**Extracted material**.
########

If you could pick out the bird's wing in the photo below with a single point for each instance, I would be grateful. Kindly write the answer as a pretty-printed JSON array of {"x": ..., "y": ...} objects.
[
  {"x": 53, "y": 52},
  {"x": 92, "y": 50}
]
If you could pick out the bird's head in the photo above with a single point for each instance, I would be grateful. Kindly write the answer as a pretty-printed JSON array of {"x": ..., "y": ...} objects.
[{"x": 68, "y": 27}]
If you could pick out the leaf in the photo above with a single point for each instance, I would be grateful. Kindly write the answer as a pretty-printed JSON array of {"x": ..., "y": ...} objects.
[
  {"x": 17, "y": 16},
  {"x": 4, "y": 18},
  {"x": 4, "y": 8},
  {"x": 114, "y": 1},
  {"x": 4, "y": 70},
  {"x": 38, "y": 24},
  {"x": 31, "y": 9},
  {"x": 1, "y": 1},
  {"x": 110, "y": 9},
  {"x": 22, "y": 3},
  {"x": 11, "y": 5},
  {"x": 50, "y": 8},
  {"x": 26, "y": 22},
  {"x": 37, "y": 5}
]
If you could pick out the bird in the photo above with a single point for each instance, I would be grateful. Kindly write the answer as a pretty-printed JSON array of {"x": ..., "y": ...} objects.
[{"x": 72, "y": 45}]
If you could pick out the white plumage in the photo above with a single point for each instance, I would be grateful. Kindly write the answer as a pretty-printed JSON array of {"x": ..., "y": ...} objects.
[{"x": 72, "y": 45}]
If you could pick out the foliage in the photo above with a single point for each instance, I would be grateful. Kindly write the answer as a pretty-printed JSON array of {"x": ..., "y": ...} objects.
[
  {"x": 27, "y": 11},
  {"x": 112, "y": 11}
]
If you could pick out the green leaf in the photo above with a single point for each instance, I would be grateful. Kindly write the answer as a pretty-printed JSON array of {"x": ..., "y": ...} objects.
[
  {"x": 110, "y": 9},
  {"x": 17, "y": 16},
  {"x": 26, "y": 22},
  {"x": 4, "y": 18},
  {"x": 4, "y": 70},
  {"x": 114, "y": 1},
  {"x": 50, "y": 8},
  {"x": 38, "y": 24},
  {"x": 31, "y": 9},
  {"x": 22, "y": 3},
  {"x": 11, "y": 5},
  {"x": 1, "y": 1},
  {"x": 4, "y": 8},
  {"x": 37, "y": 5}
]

########

**What needs to be done**. Reproduce every line in the stretch from the line containing "If you could pick out the leaf" through the end of the data, scaling each x and y coordinate in the answers by 0.4 and rounding to whole numbers, with halves rounded up. Keep all other text in those lines unchanged.

**Response to the task**.
If you could pick out the leaf in the photo above with a single point for each instance, I would be grateful. Kindly write the answer as a pretty-printed JSON array of {"x": ..., "y": ...} objects.
[
  {"x": 7, "y": 6},
  {"x": 2, "y": 7},
  {"x": 2, "y": 3},
  {"x": 46, "y": 0},
  {"x": 2, "y": 28},
  {"x": 15, "y": 10},
  {"x": 12, "y": 4},
  {"x": 0, "y": 0},
  {"x": 44, "y": 4},
  {"x": 9, "y": 1},
  {"x": 4, "y": 2},
  {"x": 20, "y": 3},
  {"x": 10, "y": 9},
  {"x": 15, "y": 2}
]
If you could pick out the bird in the photo above with a single point for each instance, I would be grateful. Kindly write the answer as a pretty-printed JSON array of {"x": ..., "y": ...} objects.
[{"x": 29, "y": 18}]
If you could pick out the white plumage in the photo above with a single point for each instance, I would be grateful. Kindly write the answer as a pretty-printed JSON array of {"x": ..., "y": ...} objects.
[{"x": 29, "y": 18}]
If you could pick out the foliage in the photo above with a single point for each instance, I would be grateful. Kindly write the answer as a pretty-printed JSON array of {"x": ..., "y": ...} objects.
[
  {"x": 11, "y": 4},
  {"x": 45, "y": 4}
]
If you could pick out the green leaf in the photo above with a single point for each instance, I would be grateful. Kindly write the answer as a pretty-printed JSON array of {"x": ..., "y": ...} objects.
[
  {"x": 44, "y": 4},
  {"x": 7, "y": 6},
  {"x": 10, "y": 9},
  {"x": 2, "y": 7},
  {"x": 2, "y": 28},
  {"x": 46, "y": 0},
  {"x": 20, "y": 3},
  {"x": 15, "y": 10},
  {"x": 12, "y": 4},
  {"x": 9, "y": 1},
  {"x": 4, "y": 2},
  {"x": 0, "y": 0},
  {"x": 2, "y": 3},
  {"x": 15, "y": 2}
]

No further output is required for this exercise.